(Pointing entries for labeled objects)
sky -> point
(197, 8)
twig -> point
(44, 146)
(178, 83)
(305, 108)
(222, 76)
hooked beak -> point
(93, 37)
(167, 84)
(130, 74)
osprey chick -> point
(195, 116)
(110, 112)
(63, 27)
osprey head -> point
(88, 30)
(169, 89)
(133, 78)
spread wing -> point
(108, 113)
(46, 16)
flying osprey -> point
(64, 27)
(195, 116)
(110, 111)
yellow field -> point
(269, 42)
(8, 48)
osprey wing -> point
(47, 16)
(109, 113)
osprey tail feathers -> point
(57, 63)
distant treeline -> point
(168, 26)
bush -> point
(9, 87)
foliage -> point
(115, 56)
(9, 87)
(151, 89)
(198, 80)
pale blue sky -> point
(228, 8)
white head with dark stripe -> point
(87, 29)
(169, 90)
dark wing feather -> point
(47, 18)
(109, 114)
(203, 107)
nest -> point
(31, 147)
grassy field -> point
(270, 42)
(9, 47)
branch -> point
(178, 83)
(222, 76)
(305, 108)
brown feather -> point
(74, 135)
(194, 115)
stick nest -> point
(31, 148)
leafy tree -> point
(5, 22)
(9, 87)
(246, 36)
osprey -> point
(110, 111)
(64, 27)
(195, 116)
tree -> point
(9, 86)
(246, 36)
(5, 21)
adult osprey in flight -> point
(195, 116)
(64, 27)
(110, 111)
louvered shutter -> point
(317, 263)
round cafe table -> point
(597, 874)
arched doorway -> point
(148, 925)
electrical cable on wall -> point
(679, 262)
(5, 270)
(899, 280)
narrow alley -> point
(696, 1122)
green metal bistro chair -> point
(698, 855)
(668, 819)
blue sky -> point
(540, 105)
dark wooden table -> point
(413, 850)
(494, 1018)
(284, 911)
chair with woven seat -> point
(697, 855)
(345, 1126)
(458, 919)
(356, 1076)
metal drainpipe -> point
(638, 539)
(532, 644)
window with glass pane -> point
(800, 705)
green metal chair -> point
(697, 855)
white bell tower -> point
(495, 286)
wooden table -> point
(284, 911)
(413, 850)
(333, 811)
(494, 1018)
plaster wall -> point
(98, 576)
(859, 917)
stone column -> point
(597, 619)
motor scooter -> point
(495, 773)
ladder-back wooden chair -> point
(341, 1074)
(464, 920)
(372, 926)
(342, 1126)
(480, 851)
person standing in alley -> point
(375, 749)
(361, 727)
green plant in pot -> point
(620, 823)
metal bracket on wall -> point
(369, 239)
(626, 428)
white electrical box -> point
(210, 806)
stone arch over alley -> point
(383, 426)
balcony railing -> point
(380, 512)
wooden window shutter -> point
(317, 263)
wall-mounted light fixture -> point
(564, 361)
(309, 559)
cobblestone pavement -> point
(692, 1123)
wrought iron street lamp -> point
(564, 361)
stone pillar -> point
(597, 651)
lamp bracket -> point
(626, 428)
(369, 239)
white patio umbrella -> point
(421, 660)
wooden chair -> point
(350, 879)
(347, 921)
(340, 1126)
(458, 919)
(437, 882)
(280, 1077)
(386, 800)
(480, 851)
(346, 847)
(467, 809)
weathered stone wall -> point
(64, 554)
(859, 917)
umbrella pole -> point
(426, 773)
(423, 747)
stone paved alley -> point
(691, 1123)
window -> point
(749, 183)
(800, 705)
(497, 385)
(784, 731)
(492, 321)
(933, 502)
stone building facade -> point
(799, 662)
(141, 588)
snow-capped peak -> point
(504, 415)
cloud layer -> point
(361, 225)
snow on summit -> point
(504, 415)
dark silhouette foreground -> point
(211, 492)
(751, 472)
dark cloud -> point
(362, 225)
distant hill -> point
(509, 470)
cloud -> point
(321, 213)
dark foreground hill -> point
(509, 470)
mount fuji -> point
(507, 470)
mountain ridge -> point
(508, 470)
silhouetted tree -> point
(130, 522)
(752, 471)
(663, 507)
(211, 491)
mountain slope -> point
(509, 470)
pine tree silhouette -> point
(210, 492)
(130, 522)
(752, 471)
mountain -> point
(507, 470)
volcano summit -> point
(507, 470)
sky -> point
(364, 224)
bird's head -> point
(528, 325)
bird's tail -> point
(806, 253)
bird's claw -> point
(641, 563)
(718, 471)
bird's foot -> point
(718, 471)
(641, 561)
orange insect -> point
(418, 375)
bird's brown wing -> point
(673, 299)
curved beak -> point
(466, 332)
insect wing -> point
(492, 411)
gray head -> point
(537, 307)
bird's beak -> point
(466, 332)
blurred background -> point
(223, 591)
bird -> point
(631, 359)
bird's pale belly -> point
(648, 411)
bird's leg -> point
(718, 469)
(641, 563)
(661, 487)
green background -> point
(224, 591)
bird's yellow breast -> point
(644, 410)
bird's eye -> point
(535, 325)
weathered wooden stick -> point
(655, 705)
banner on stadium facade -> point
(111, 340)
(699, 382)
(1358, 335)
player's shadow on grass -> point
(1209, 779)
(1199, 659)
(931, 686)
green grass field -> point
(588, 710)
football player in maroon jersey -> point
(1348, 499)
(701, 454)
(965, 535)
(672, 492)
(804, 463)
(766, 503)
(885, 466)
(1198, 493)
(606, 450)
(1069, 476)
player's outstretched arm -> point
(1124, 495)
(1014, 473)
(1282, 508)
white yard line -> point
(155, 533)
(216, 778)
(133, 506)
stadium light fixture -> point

THE TASK: Put every line of the items above into a JSON list of strings, one string per line, leaving out any blank lines.

SOLUTION TO THE PROBLEM:
[
  "sky -> point",
  "(197, 8)",
  "twig -> point",
  "(44, 146)",
  "(178, 83)",
  "(305, 108)",
  "(222, 76)",
  "hooked beak -> point",
  "(93, 37)",
  "(167, 84)",
  "(130, 74)",
  "osprey chick -> point",
  "(195, 116)",
  "(110, 112)",
  "(63, 27)",
  "osprey head -> point",
  "(88, 30)",
  "(169, 89)",
  "(133, 78)",
  "spread wing -> point",
  "(108, 113)",
  "(46, 16)",
  "flying osprey -> point",
  "(64, 27)",
  "(195, 116)",
  "(110, 111)",
  "yellow field -> point",
  "(269, 42)",
  "(8, 48)",
  "osprey wing -> point",
  "(47, 16)",
  "(109, 113)",
  "osprey tail feathers -> point",
  "(57, 63)",
  "distant treeline -> point",
  "(168, 26)",
  "bush -> point",
  "(9, 87)",
  "foliage -> point",
  "(115, 56)",
  "(9, 87)",
  "(151, 89)",
  "(198, 80)",
  "pale blue sky -> point",
  "(228, 8)",
  "white head with dark stripe -> point",
  "(87, 29)",
  "(169, 90)",
  "dark wing feather -> point",
  "(47, 18)",
  "(109, 114)",
  "(203, 107)",
  "nest -> point",
  "(31, 147)",
  "grassy field -> point",
  "(270, 42)",
  "(9, 47)",
  "branch -> point",
  "(178, 83)",
  "(222, 76)",
  "(305, 108)",
  "brown feather -> point",
  "(74, 135)",
  "(194, 115)",
  "stick nest -> point",
  "(31, 148)",
  "leafy tree -> point",
  "(5, 22)",
  "(9, 87)",
  "(246, 36)",
  "osprey -> point",
  "(110, 111)",
  "(64, 27)",
  "(195, 116)",
  "tree -> point",
  "(9, 86)",
  "(246, 36)",
  "(5, 21)",
  "adult osprey in flight -> point",
  "(195, 116)",
  "(64, 27)",
  "(110, 111)",
  "louvered shutter -> point",
  "(317, 263)",
  "round cafe table -> point",
  "(597, 874)",
  "arched doorway -> point",
  "(148, 925)",
  "electrical cable on wall -> point",
  "(679, 262)",
  "(5, 270)",
  "(899, 280)",
  "narrow alley -> point",
  "(696, 1122)",
  "green metal bistro chair -> point",
  "(698, 855)",
  "(668, 819)",
  "blue sky -> point",
  "(540, 105)",
  "dark wooden table -> point",
  "(413, 850)",
  "(494, 1018)",
  "(284, 911)",
  "chair with woven seat -> point",
  "(697, 855)",
  "(345, 1126)",
  "(458, 919)",
  "(356, 1076)",
  "metal drainpipe -> point",
  "(638, 539)",
  "(532, 644)",
  "window with glass pane -> point",
  "(800, 705)",
  "green metal chair -> point",
  "(697, 855)",
  "white bell tower -> point",
  "(495, 286)",
  "wooden table -> point",
  "(284, 911)",
  "(413, 850)",
  "(333, 811)",
  "(494, 1018)",
  "plaster wall -> point",
  "(98, 576)",
  "(859, 917)",
  "stone column -> point",
  "(597, 619)",
  "motor scooter -> point",
  "(495, 773)",
  "ladder-back wooden chair -> point",
  "(341, 1074)",
  "(464, 920)",
  "(372, 926)",
  "(342, 1126)",
  "(480, 851)",
  "person standing in alley -> point",
  "(375, 749)",
  "(361, 727)",
  "green plant in pot -> point",
  "(620, 823)",
  "metal bracket on wall -> point",
  "(369, 239)",
  "(626, 428)",
  "white electrical box -> point",
  "(210, 806)",
  "stone arch over alley -> point",
  "(383, 426)",
  "balcony railing -> point",
  "(380, 512)",
  "wooden window shutter -> point",
  "(317, 263)",
  "wall-mounted light fixture -> point",
  "(564, 361)",
  "(309, 559)",
  "cobblestone pavement -> point",
  "(692, 1123)",
  "wrought iron street lamp -> point",
  "(564, 361)",
  "stone pillar -> point",
  "(597, 651)",
  "lamp bracket -> point",
  "(626, 428)",
  "(369, 239)",
  "white patio umbrella -> point",
  "(421, 660)",
  "wooden chair -> point",
  "(350, 879)",
  "(347, 921)",
  "(340, 1126)",
  "(458, 919)",
  "(437, 882)",
  "(280, 1077)",
  "(386, 800)",
  "(480, 851)",
  "(346, 847)",
  "(467, 809)",
  "weathered stone wall -> point",
  "(64, 554)",
  "(859, 917)",
  "umbrella pole -> point",
  "(426, 773)",
  "(423, 747)",
  "stone paved alley -> point",
  "(691, 1123)",
  "window -> point",
  "(749, 183)",
  "(800, 705)",
  "(497, 385)",
  "(784, 731)",
  "(492, 321)",
  "(933, 502)",
  "stone building facade -> point",
  "(799, 662)",
  "(141, 588)",
  "snow-capped peak -> point",
  "(504, 415)",
  "cloud layer -> point",
  "(361, 225)",
  "snow on summit -> point",
  "(504, 415)",
  "dark silhouette foreground -> point",
  "(211, 492)",
  "(751, 472)",
  "dark cloud -> point",
  "(362, 225)",
  "distant hill -> point",
  "(509, 470)",
  "cloud -> point",
  "(321, 213)",
  "dark foreground hill -> point",
  "(509, 470)",
  "mount fuji -> point",
  "(507, 470)",
  "mountain ridge -> point",
  "(508, 470)",
  "silhouetted tree -> point",
  "(130, 522)",
  "(752, 471)",
  "(663, 507)",
  "(211, 491)",
  "mountain slope -> point",
  "(509, 470)",
  "pine tree silhouette -> point",
  "(210, 492)",
  "(130, 522)",
  "(752, 471)",
  "mountain -> point",
  "(507, 470)",
  "volcano summit -> point",
  "(507, 470)",
  "sky -> point",
  "(364, 224)",
  "bird's head -> point",
  "(528, 325)",
  "bird's tail -> point",
  "(806, 253)",
  "bird's claw -> point",
  "(641, 563)",
  "(718, 471)",
  "bird's foot -> point",
  "(718, 471)",
  "(641, 561)",
  "orange insect -> point",
  "(418, 375)",
  "bird's brown wing -> point",
  "(673, 299)",
  "curved beak -> point",
  "(466, 332)",
  "insect wing -> point",
  "(492, 411)",
  "gray head -> point",
  "(537, 307)",
  "bird's beak -> point",
  "(466, 332)",
  "blurred background -> point",
  "(223, 591)",
  "bird -> point",
  "(631, 359)",
  "bird's pale belly -> point",
  "(648, 411)",
  "bird's leg -> point",
  "(718, 469)",
  "(641, 563)",
  "(661, 487)",
  "green background -> point",
  "(224, 591)",
  "bird's yellow breast -> point",
  "(644, 410)",
  "bird's eye -> point",
  "(535, 325)",
  "weathered wooden stick -> point",
  "(655, 705)",
  "banner on stadium facade -> point",
  "(111, 340)",
  "(699, 382)",
  "(1358, 335)",
  "player's shadow on grass -> point",
  "(1209, 779)",
  "(1199, 659)",
  "(931, 686)",
  "green grass field -> point",
  "(588, 710)",
  "football player in maroon jersey -> point",
  "(1348, 499)",
  "(701, 454)",
  "(965, 535)",
  "(672, 492)",
  "(804, 463)",
  "(766, 503)",
  "(885, 466)",
  "(1198, 493)",
  "(606, 450)",
  "(1069, 476)",
  "player's outstretched arm -> point",
  "(1124, 495)",
  "(1014, 473)",
  "(1282, 508)",
  "white yard line -> point",
  "(155, 533)",
  "(216, 778)",
  "(133, 506)",
  "stadium light fixture -> point"
]